Excerpt:
○ ○ ○

Tried again with ‘Welshman’ and stopped in sudden fear that Plaid
Cymru Leader, Leanne Wood and Arfon Jones the ineffective police
commissioner of North Wales might leap upon me. Like they leapt upon Ron
Liddle. The Times Columnist had waded into the row over the renaming of the
Severn Bridge in his usual provocative style:
“The
Welsh, or some of them, are moaning that a motorway bridge linking their
rain-sodden valley with the First World is to be renamed the Prince of Wales
Bridge. In honour of the venal, grasping, deranged (if Tom Bower’s new
biography is accurate) heir to the throne.
“That
Plaid Cymru woman who is always on Question Time has been leading the protests.
They would prefer it to be called something indecipherable with now real
vowels, such as Ysgythysggymlngwchgwch Bryggy.
“Let
them have their way. So long as it allows people to get out of the place
pronto, should we worry about what it’s called?”
The North Welsh police reluctantly
concluded that Liddle had broken no law —a nicety for the North Wales police
and crime commissioner, Arfon Jones. Liddle’s column was not just ‘offensive and irresponsible’ but ‘morally repugnant and an
absolute disgrace’ and should not be allowed. The Welsh Language
Commissioner agrees, arguing that ‘offensive comments
about Wales, the Welsh Language and its speakers are ‘totally
unacceptable,’ and that something must be done to ‘stop these
comments . . . Legislation is needed to . . . prevent language hate.’
It’s the curse of our time, words
and thoughts cordoned off by cultural nods, nudges and winks. In Oscar Wilde’s
day there was only one crime that ‘dared not speak its name’ Now
they’re proliferating by the minute. Opaque curtains limiting
thought.

○ ○ ○

Data records:
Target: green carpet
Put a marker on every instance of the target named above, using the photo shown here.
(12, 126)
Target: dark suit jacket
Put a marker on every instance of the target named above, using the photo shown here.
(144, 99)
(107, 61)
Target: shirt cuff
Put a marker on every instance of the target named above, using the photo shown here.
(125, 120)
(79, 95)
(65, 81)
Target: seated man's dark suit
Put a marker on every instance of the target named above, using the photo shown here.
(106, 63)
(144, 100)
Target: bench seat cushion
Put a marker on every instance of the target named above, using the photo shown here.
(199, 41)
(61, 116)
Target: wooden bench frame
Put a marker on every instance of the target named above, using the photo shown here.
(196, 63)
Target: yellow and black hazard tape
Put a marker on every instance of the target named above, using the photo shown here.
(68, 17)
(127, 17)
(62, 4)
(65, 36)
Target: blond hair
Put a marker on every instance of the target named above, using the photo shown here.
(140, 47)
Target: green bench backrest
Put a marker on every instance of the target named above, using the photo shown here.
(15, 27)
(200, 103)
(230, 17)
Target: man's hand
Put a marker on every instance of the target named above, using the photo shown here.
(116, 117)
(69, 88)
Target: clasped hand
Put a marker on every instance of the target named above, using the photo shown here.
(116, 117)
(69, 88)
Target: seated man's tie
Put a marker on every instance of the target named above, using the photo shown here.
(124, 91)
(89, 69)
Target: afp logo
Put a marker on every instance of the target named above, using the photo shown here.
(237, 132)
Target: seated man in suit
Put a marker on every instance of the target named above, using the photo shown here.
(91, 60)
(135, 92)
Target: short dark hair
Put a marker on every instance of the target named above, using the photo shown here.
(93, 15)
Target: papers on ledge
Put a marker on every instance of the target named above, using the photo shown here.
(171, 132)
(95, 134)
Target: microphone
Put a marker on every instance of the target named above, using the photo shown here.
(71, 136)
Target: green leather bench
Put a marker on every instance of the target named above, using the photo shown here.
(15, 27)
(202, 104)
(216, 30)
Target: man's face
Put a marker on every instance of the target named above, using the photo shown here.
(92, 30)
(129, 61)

○ ○ ○

Aim: Copy out the whole passage on the Severn Bridge column row word for word, from its first line to its last.

Answer to the task:
Tried again with ‘Welshman’ and stopped in sudden fear that Plaid
Cymru Leader, Leanne Wood and Arfon Jones the ineffective police
commissioner of North Wales might leap upon me. Like they leapt upon Ron
Liddle. The Times Columnist had waded into the row over the renaming of the
Severn Bridge in his usual provocative style:
“The
Welsh, or some of them, are moaning that a motorway bridge linking their
rain-sodden valley with the First World is to be renamed the Prince of Wales
Bridge. In honour of the venal, grasping, deranged (if Tom Bower’s new
biography is accurate) heir to the throne.
“That
Plaid Cymru woman who is always on Question Time has been leading the protests.
They would prefer it to be called something indecipherable with now real
vowels, such as Ysgythysggymlngwchgwch Bryggy.
“Let
them have their way. So long as it allows people to get out of the place
pronto, should we worry about what it’s called?”
The North Welsh police reluctantly
concluded that Liddle had broken no law —a nicety for the North Wales police
and crime commissioner, Arfon Jones. Liddle’s column was not just ‘offensive and irresponsible’ but ‘morally repugnant and an
absolute disgrace’ and should not be allowed. The Welsh Language
Commissioner agrees, arguing that ‘offensive comments
about Wales, the Welsh Language and its speakers are ‘totally
unacceptable,’ and that something must be done to ‘stop these
comments . . . Legislation is needed to . . . prevent language hate.’
It’s the curse of our time, words
and thoughts cordoned off by cultural nods, nudges and winks. In Oscar Wilde’s
day there was only one crime that ‘dared not speak its name’ Now
they’re proliferating by the minute. Opaque curtains limiting
thought.